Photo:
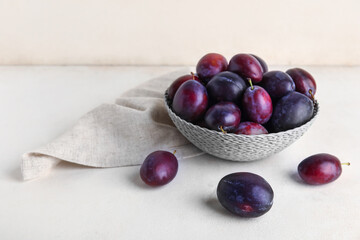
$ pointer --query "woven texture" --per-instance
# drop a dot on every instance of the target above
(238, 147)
==
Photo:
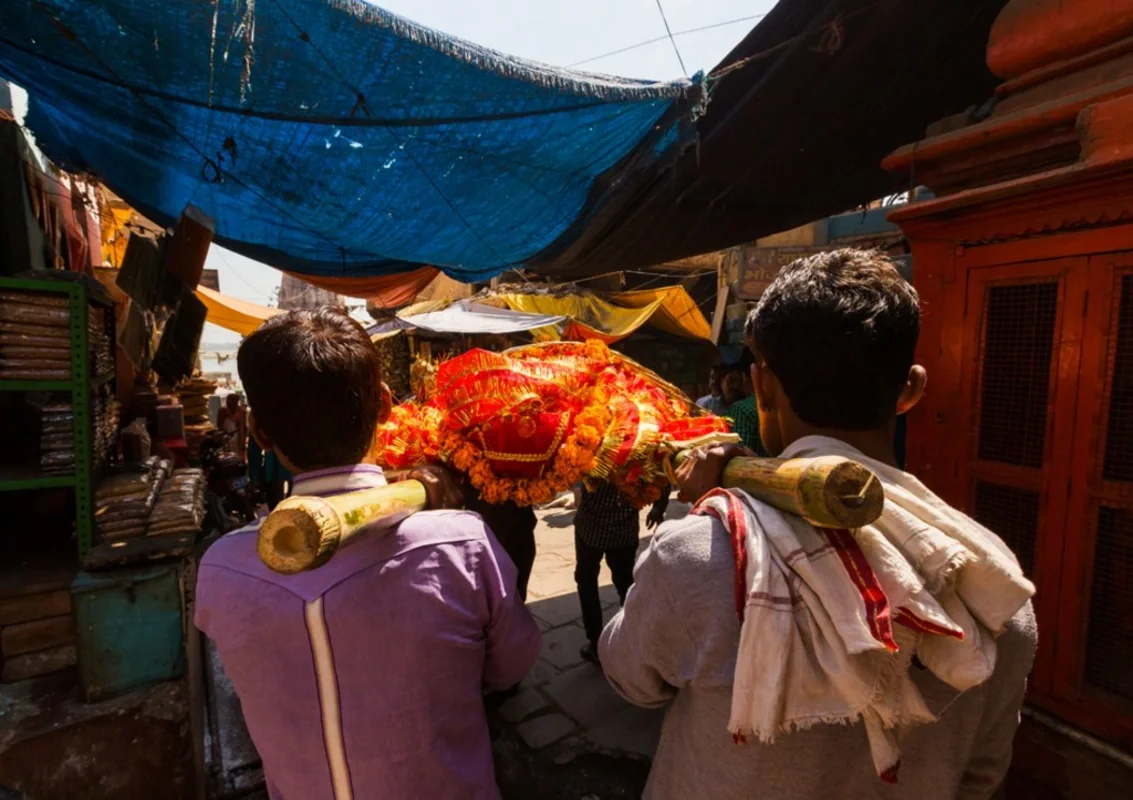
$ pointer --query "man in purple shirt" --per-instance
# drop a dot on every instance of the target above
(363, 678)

### Problem to work on
Read through the entries and count the lines where "query" appears; respond with the number only.

### Result of this task
2